- GIVEN TASK -
Extract each line in the records below that contains the string "person", and copy every such line in full.

- DATA FOR THIS TASK -
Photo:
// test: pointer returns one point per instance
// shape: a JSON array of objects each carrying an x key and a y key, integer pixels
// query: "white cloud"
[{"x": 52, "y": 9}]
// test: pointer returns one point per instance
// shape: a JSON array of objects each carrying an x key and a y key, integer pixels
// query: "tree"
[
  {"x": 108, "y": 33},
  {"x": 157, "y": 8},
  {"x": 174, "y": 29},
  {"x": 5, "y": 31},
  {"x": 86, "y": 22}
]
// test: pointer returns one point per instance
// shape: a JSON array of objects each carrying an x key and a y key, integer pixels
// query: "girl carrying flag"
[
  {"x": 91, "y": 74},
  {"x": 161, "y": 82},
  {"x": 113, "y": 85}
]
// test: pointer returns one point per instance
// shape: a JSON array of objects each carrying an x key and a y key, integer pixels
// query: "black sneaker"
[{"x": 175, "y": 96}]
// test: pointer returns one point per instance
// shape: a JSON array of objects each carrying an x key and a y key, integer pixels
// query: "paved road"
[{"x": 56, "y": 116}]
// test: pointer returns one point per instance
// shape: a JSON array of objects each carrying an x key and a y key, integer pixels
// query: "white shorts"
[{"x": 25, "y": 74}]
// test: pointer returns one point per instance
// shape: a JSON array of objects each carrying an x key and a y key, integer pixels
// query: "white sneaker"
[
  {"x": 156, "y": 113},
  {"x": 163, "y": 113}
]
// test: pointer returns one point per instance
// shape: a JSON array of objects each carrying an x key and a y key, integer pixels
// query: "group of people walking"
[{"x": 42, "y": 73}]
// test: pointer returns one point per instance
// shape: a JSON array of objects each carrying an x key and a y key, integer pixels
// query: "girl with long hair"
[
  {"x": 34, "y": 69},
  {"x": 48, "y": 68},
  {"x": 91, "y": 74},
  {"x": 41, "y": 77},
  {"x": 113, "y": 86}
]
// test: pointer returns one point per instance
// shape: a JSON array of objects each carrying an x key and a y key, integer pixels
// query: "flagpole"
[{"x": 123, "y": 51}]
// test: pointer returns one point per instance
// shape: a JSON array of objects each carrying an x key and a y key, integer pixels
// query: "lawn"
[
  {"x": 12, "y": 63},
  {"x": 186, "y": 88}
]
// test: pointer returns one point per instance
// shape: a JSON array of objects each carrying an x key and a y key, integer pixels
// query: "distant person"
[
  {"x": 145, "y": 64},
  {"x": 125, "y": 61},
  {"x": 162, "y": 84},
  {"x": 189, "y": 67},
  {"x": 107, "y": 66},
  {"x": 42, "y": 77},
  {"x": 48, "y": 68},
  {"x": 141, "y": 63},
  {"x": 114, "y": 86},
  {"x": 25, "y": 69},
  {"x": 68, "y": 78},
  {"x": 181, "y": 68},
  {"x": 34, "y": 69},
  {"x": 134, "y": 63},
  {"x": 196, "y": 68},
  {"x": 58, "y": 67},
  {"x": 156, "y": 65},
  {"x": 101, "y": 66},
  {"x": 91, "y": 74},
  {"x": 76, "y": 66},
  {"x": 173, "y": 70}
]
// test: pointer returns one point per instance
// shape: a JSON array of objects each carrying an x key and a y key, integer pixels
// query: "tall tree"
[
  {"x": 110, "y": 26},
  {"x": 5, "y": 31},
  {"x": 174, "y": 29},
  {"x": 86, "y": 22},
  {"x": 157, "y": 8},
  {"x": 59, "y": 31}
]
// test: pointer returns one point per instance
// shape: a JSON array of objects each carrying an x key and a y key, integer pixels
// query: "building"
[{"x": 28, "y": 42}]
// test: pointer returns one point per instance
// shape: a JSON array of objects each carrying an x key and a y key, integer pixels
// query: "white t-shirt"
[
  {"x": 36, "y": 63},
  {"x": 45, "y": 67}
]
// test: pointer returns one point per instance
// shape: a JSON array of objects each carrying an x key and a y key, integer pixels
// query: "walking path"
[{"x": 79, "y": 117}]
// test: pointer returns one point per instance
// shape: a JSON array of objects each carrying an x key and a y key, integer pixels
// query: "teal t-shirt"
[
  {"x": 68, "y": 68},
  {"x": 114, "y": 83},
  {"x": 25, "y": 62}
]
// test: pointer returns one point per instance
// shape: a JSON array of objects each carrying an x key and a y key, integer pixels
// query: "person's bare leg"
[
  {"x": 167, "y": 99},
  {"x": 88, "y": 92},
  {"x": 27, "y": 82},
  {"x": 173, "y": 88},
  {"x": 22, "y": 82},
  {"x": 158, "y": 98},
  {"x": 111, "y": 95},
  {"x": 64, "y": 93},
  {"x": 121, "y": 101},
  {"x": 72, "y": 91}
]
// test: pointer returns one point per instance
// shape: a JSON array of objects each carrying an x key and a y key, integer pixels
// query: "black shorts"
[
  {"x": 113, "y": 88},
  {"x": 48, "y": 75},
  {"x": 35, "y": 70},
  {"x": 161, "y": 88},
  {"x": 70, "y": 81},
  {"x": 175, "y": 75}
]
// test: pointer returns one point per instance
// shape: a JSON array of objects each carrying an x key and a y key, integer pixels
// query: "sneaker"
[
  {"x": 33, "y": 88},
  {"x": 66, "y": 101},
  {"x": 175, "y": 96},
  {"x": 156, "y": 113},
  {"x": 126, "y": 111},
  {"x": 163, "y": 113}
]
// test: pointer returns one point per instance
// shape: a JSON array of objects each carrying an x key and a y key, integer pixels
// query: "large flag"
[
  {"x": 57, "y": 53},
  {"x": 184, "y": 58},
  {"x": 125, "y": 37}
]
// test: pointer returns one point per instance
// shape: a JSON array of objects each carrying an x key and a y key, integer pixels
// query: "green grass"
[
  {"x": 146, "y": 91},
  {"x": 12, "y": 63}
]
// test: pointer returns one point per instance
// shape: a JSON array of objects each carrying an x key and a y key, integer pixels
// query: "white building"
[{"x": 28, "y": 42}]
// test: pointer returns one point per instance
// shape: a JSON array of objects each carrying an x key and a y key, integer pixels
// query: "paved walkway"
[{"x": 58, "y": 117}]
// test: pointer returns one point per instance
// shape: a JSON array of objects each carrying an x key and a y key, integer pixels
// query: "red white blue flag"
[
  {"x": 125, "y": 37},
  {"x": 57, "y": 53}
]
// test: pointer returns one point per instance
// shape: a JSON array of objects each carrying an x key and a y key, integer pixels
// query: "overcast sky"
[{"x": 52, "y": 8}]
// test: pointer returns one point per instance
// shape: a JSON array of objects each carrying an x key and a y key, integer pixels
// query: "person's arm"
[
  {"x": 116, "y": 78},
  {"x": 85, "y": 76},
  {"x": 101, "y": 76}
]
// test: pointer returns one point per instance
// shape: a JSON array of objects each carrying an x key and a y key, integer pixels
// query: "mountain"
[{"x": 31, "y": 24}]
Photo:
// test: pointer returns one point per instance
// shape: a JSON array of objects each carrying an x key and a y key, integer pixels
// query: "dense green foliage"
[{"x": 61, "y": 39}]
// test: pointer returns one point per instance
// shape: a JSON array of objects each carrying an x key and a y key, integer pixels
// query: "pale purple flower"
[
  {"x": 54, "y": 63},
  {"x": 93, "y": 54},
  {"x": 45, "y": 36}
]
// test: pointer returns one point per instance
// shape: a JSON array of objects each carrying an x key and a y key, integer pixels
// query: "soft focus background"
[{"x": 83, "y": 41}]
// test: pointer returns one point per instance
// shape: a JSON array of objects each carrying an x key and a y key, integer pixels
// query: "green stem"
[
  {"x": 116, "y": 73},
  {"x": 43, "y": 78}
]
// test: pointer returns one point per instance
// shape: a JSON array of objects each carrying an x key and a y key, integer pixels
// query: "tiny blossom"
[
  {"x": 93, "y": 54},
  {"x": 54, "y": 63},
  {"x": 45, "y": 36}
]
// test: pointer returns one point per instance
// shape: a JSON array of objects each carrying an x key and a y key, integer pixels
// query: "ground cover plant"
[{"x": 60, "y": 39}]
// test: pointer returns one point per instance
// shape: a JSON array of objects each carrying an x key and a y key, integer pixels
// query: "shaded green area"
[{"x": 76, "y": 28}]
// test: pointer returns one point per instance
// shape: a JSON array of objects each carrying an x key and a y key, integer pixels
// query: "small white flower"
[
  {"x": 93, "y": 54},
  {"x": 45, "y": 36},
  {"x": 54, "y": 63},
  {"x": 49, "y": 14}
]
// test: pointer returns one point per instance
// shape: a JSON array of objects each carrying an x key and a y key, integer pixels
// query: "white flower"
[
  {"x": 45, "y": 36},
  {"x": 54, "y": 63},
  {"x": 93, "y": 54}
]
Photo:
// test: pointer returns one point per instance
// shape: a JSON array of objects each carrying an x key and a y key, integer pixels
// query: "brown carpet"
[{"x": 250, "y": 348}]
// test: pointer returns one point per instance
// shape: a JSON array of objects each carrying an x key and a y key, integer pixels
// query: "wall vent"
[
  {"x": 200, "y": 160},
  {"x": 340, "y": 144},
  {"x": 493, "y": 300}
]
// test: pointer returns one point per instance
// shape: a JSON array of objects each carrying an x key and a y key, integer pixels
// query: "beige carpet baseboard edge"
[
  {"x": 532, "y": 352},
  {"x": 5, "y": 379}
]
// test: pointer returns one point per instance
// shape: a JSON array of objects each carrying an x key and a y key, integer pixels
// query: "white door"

- ANSWER TO THIS TASK -
// query: "distant person"
// query: "person's bare leg"
// query: "person's arm"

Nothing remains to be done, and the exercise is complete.